Cast a cursor about on any book sales web page these days and you’ll invariably land somewhere near to a parallel universe novel. They’ll promise to take you on journeys far and wide, stretching the limits of your imagination. One may explore a world where Nazi’s won WWII (The Man in the High Castle-Philip K Dick) others make use of invented contraptions to slip between worlds, such as Blake Crouch’s Dark Matter. To the fiction weary, they yield reviews of ‘ridiculous premise but entertaining’, to ‘not another scientific plot hole’.
But therein lies the rub. It’s called science fiction for a reason. It requires the reader to take what is known about our universe and extend it to beyond what can currently be proven. What many reviewers fail to comprehend, is just how much time goes into researching the latest scientific hypotheses from which to base new stories.
Often times, what was classed as fiction in one decade, becomes science fact in another. Doesn’t it make sense to view all possibilities as equally viable, given the enormous dearth of facts to support a fully comprehensive unified theory?
A brave new world.

Exercise instructions: Please copy the whole passage on parallel universe novels above, word for word.

Source records

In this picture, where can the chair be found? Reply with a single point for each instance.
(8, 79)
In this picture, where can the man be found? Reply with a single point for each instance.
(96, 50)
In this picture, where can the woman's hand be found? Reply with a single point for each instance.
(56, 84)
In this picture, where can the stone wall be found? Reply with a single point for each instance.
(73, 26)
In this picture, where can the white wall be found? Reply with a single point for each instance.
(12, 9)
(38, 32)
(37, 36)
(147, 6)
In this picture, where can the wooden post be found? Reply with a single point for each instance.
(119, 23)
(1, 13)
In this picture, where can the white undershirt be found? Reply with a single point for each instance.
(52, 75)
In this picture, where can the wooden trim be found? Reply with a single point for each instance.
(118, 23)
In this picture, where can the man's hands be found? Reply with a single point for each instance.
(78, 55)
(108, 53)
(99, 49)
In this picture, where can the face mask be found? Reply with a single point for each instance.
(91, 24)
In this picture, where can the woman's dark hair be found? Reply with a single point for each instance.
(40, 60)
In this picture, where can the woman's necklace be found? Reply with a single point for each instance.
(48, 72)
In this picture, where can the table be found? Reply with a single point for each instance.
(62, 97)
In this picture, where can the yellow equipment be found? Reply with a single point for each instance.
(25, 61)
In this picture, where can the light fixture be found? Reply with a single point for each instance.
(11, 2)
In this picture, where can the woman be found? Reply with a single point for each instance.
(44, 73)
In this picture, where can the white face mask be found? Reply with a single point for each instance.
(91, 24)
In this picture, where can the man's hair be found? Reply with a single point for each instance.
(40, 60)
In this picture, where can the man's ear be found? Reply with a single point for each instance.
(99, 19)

Answer for this exercise:
Cast a cursor about on any book sales web page these days and you’ll invariably land somewhere near to a parallel universe novel. They’ll promise to take you on journeys far and wide, stretching the limits of your imagination. One may explore a world where Nazi’s won WWII (The Man in the High Castle-Philip K Dick) others make use of invented contraptions to slip between worlds, such as Blake Crouch’s Dark Matter. To the fiction weary, they yield reviews of ‘ridiculous premise but entertaining’, to ‘not another scientific plot hole’.
But therein lies the rub. It’s called science fiction for a reason. It requires the reader to take what is known about our universe and extend it to beyond what can currently be proven. What many reviewers fail to comprehend, is just how much time goes into researching the latest scientific hypotheses from which to base new stories.
Often times, what was classed as fiction in one decade, becomes science fact in another. Doesn’t it make sense to view all possibilities as equally viable, given the enormous dearth of facts to support a fully comprehensive unified theory?
A brave new world.